== Source material ==

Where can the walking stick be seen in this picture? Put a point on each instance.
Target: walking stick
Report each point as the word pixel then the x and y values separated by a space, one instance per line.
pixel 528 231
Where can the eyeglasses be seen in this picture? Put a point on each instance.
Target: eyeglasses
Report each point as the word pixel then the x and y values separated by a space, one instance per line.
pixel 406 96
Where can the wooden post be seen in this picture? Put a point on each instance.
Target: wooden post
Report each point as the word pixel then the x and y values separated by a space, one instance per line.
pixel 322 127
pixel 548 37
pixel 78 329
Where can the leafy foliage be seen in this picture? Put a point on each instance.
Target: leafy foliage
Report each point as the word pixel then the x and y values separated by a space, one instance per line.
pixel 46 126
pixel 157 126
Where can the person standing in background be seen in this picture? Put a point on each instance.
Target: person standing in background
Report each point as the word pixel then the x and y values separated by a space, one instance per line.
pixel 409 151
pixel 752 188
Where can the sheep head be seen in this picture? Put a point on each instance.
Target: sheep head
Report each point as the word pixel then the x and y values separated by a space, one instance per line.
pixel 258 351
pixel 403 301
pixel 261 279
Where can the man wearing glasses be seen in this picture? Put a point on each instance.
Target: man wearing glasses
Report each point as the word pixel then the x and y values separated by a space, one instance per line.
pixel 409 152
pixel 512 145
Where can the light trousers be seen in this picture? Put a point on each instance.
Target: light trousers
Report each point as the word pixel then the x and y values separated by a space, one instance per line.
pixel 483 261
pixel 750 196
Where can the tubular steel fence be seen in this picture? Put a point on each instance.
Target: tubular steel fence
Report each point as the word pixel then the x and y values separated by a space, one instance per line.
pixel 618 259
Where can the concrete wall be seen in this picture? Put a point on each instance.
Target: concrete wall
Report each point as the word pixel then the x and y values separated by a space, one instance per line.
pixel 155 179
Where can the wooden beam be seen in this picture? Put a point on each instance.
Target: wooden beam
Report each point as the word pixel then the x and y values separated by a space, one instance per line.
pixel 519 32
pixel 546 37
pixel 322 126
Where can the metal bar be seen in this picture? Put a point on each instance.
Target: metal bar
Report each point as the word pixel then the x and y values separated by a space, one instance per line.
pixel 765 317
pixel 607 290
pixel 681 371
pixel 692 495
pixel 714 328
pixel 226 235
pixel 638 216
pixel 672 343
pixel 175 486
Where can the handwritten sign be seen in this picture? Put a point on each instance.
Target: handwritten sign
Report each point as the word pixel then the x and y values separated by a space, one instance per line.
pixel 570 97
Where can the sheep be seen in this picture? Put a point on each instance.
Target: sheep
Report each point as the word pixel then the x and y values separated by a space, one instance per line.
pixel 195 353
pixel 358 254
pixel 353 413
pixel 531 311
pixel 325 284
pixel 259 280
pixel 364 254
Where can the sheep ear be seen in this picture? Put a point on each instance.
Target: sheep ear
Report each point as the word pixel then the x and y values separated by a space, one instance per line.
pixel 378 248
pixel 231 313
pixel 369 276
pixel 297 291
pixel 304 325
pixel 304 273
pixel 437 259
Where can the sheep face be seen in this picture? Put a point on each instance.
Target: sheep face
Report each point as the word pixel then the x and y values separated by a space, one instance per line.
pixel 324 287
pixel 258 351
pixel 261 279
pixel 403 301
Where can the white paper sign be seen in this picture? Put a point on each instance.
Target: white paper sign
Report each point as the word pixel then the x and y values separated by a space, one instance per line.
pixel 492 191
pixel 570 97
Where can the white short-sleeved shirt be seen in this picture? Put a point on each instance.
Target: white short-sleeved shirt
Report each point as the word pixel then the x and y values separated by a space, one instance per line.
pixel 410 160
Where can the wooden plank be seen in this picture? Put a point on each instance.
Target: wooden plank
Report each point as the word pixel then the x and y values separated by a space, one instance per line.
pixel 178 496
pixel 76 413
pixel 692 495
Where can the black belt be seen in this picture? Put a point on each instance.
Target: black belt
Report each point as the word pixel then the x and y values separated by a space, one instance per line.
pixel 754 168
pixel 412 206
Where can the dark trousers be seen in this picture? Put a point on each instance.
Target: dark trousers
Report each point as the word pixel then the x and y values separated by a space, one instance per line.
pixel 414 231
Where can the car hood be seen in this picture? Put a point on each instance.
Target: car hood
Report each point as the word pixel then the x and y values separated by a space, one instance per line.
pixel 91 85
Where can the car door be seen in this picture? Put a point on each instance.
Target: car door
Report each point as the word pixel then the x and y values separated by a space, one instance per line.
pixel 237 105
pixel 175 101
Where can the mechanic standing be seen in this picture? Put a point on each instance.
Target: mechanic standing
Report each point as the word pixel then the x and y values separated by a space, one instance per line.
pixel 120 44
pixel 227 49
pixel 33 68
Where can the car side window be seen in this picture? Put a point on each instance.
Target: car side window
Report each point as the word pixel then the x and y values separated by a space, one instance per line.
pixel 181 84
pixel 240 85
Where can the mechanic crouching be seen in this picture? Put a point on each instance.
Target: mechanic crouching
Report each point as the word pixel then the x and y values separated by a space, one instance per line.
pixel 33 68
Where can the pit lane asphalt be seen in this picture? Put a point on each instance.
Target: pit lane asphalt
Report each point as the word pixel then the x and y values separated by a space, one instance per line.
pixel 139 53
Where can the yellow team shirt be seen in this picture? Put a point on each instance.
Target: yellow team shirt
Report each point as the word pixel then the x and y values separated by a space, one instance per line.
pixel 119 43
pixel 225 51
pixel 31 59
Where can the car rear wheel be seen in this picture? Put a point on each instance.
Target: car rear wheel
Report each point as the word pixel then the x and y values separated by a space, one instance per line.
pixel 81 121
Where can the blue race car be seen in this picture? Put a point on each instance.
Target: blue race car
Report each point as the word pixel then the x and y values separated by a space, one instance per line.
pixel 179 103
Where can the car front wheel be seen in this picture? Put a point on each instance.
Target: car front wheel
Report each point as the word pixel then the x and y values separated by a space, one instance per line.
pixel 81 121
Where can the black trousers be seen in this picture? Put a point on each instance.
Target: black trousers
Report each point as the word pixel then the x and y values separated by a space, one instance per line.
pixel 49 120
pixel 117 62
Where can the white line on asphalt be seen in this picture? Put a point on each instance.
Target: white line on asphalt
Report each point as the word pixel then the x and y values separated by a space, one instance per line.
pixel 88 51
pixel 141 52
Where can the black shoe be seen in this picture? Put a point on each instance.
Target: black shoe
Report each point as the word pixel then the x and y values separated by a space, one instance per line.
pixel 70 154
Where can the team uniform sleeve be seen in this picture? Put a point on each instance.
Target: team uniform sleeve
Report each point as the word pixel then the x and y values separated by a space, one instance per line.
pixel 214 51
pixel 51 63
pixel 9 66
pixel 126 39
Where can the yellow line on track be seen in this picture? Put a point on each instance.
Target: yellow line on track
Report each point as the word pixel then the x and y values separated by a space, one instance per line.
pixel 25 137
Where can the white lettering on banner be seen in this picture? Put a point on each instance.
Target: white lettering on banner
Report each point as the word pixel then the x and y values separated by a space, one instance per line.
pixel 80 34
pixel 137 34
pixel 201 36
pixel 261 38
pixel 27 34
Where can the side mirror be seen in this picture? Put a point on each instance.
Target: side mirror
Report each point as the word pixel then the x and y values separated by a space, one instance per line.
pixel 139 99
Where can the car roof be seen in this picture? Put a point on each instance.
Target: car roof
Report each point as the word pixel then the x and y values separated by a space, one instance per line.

===

- Problem requirements: Show the lines above that have the word "paper".

- Solution to the exercise:
Where can the white paper sign be seen in this picture? Put a point on each instance.
Target: white paper sign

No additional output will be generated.